- Source extract -
_____

Its funny how sometimes I just feel completely and utterly miserable... like I just don't want to go on doing the same things, in the same monotonous life. Today is one of those days. I got into work after a long weekend with the family - we had a fab time, visited Cadbury world, saw a movie a the Birmingham Imax, enjoyed a night in a cheap hotel. Then today its back to the real-world. My manager scheduled a 90 minute meeting to tell us how crap we all are. Then a brief meeting to recognise someone who has just attained 25 years of service with the company by presenting them with a rather understated certificate, an alarm clock and some gift vouchers (yawn). On top of all this I've been inundated with simply massive quantities of work.
Trouble is, what motivation is there to carry on doing it? If I'm crap at it and all I'd get in the end is a certificate and alarm clock - what is the bloody point?
A close friend at work confided in me last week that she has only got months (or max a year or two) to live. She was diagnosed with breast cancer in 2007 and it seems it has metastasized. That really puts a few things into perspective doesn't it.
And I can't help but feel like we're on the verge of some sort of apocalypse with the world going completely tits-up. I mean, we have all been building our lifestyles on the unethical abuses of the developing world, with slave / child / cheap labour in developing countries serving our every need. That labour isn't as cheap anymore, yet we cannot all afford the true cost. We'll all lose our lifestyles and equalise on a median lifestyle world-wide.
In any event, I don't want to spend the next 10 years doing this just to get a certificate and an alarm clock, only to have another 20 years to work to do before I can even conceive of resting.
I give up.
On another topic, I'm still exercising and avoiding those nasty fatty/sugary snacks. Lost a bit of weight (down to 14 stone 6lbs now). Had some deviation at Cadbury world yesterday, but back on track now.

_____

- Data for review -
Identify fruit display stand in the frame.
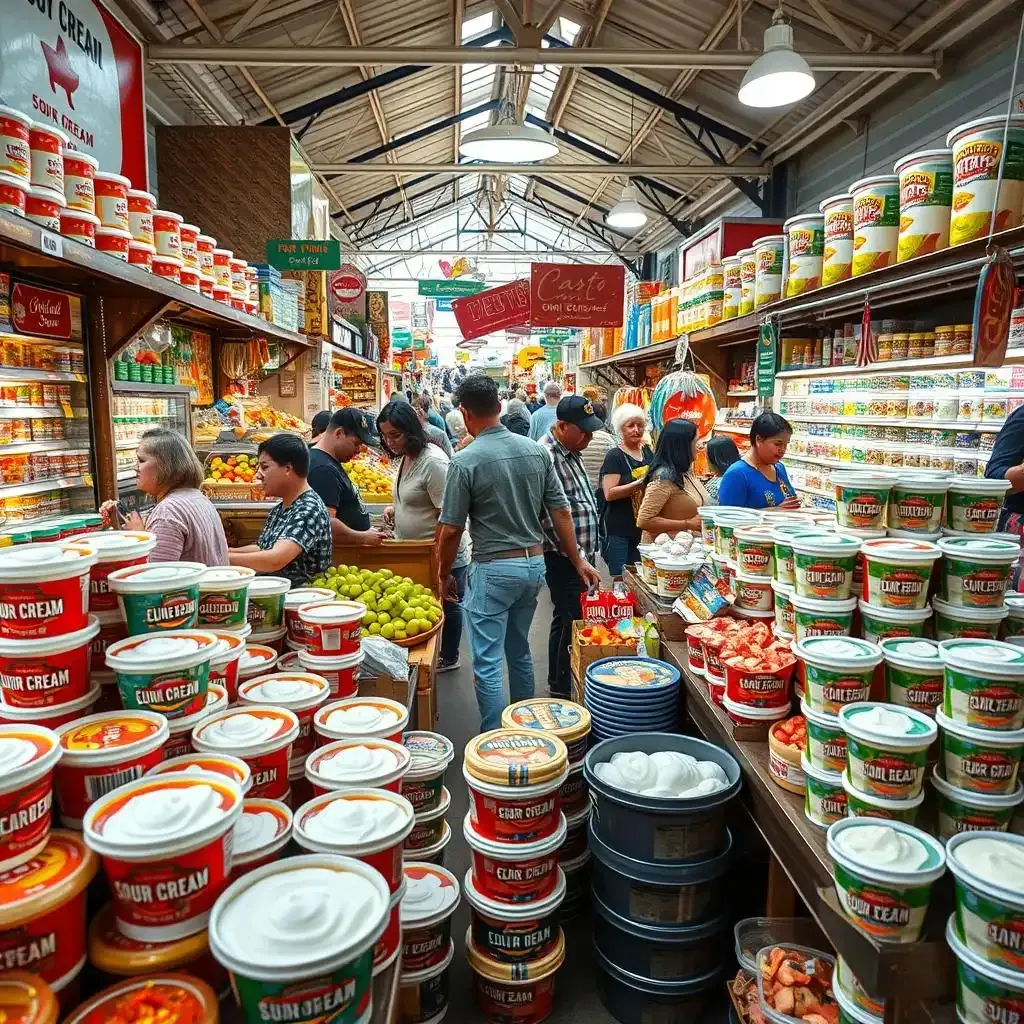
[662,641,955,1024]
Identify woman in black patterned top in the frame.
[227,434,331,587]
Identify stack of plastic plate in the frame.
[584,657,679,742]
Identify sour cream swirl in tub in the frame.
[946,831,1024,971]
[826,817,946,943]
[295,788,415,893]
[939,639,1024,729]
[210,855,390,1024]
[839,701,937,800]
[82,772,242,942]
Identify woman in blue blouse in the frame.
[718,413,800,509]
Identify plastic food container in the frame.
[82,772,242,942]
[462,729,568,843]
[839,701,937,800]
[939,639,1024,730]
[826,817,946,943]
[935,708,1024,795]
[879,637,943,717]
[793,637,882,715]
[401,730,455,812]
[56,711,169,828]
[106,562,207,636]
[305,739,409,794]
[0,542,96,640]
[932,765,1024,843]
[0,829,98,992]
[106,630,224,719]
[210,854,391,1022]
[791,534,860,601]
[0,725,60,874]
[295,790,415,893]
[231,797,292,882]
[199,565,256,630]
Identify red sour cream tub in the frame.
[83,772,242,942]
[56,711,168,828]
[231,797,292,882]
[239,672,331,765]
[313,697,409,744]
[0,725,60,872]
[93,171,131,231]
[0,829,98,992]
[0,615,99,709]
[462,814,566,903]
[463,868,565,964]
[299,601,367,654]
[0,541,96,640]
[65,150,99,215]
[193,706,299,800]
[298,647,365,698]
[295,790,415,893]
[401,860,460,974]
[305,739,416,794]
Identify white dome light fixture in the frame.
[737,5,815,108]
[604,184,647,231]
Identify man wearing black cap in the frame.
[309,407,384,547]
[540,394,604,697]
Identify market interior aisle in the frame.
[435,587,614,1024]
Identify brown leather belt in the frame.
[475,544,544,562]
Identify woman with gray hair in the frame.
[99,427,227,565]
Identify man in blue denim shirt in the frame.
[437,374,600,731]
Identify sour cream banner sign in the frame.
[0,0,146,188]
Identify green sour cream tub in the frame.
[939,639,1024,730]
[792,534,860,601]
[793,637,882,715]
[860,537,940,611]
[858,598,932,643]
[825,817,946,943]
[886,480,949,534]
[800,699,846,775]
[833,472,893,529]
[790,594,857,640]
[839,700,937,800]
[939,537,1020,608]
[106,562,207,636]
[935,708,1024,796]
[932,597,1010,640]
[946,476,1010,534]
[800,753,847,828]
[932,765,1024,843]
[946,831,1024,971]
[946,913,1024,1024]
[210,854,390,1024]
[879,637,944,717]
[843,772,925,825]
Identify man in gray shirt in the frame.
[437,374,600,731]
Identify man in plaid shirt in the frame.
[540,395,603,697]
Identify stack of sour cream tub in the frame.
[0,531,462,1021]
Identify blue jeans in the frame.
[465,555,544,731]
[440,565,469,662]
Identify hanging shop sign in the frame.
[452,281,530,340]
[416,278,486,299]
[529,263,626,327]
[266,239,341,270]
[0,0,146,188]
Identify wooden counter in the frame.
[662,641,955,1024]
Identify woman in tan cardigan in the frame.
[637,420,708,544]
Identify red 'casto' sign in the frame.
[529,263,626,327]
[452,281,529,341]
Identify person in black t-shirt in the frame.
[309,408,384,547]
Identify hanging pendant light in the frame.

_____

- Things to do -
1) Sum up the post in two sentences.
2) Copy the stretch of the post from "Trouble is, what" through "perspective doesn't it.".
The entries have nothing to do with the post.

- Answers given -
1) Back at work after a fun long weekend with family, the writer sits through a 90-minute meeting about how poorly everyone is doing and a small presentation for 25 years of service, faces a huge workload, and wonders what the point of carrying on is. The writer also mentions a close friend at work whose breast cancer has spread, worries that the world's reliance on cheap labor in developing countries is ending, and reports still exercising and losing weight, down to 14 stone 6lbs.

2)
Trouble is, what motivation is there to carry on doing it? If I'm crap at it and all I'd get in the end is a certificate and alarm clock - what is the bloody point?
A close friend at work confided in me last week that she has only got months (or max a year or two) to live. She was diagnosed with breast cancer in 2007 and it seems it has metastasized. That really puts a few things into perspective doesn't it.